■ Stated task
Report each line in the records below that contains the word "range", copying the whole line. Matches must have the same uppercase and lowercase letters.

■ Records shown
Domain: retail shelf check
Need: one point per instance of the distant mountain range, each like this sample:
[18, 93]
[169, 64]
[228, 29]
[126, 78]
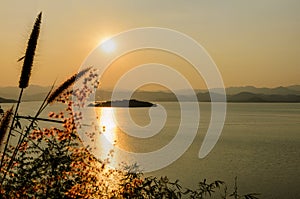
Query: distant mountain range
[234, 94]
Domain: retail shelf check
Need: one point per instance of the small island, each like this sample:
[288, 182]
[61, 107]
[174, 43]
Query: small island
[123, 103]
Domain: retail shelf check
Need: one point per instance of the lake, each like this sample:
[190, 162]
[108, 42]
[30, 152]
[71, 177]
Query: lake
[259, 144]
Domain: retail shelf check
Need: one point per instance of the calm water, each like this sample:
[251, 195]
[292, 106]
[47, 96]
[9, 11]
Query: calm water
[259, 144]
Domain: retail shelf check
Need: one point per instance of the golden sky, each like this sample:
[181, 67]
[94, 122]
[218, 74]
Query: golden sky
[252, 42]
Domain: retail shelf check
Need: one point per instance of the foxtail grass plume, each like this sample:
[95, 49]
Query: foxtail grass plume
[57, 92]
[30, 51]
[5, 124]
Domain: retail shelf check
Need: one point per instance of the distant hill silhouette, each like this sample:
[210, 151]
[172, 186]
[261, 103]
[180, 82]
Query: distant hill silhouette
[234, 94]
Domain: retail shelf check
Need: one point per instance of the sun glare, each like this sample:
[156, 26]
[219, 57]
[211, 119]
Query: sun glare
[108, 45]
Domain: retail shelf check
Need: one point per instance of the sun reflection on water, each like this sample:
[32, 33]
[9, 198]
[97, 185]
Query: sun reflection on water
[108, 134]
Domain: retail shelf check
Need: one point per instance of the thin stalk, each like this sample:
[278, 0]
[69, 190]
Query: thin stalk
[41, 119]
[11, 127]
[22, 137]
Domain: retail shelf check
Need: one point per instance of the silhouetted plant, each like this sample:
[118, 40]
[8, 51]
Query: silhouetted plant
[54, 163]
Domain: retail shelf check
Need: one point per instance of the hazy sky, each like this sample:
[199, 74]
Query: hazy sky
[252, 42]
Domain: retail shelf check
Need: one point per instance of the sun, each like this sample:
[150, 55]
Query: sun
[108, 45]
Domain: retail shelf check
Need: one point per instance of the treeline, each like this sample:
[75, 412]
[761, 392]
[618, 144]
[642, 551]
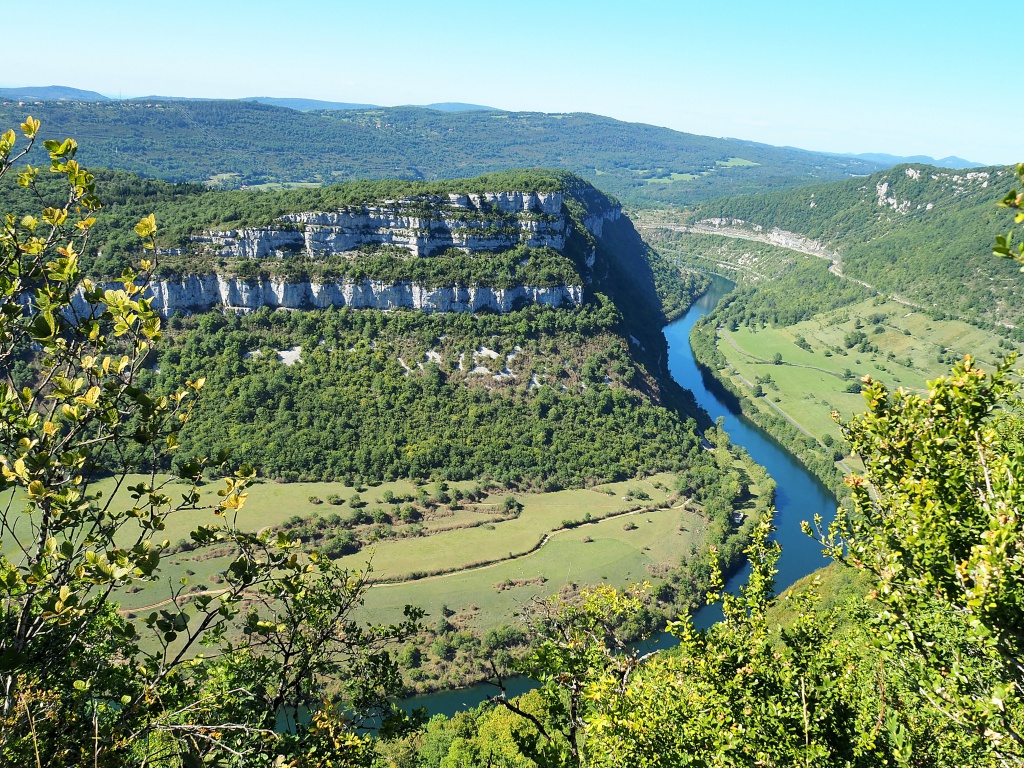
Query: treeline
[520, 265]
[804, 289]
[553, 399]
[182, 210]
[236, 142]
[914, 231]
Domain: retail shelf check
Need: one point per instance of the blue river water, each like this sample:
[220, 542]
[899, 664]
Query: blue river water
[799, 496]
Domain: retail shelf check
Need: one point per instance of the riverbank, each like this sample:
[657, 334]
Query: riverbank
[799, 496]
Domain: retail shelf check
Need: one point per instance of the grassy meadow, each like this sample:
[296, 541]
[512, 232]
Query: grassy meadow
[814, 378]
[471, 559]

■ Output for this task
Need: one point per instance of the distant mountain range, each like this sample:
Query: distant mountain range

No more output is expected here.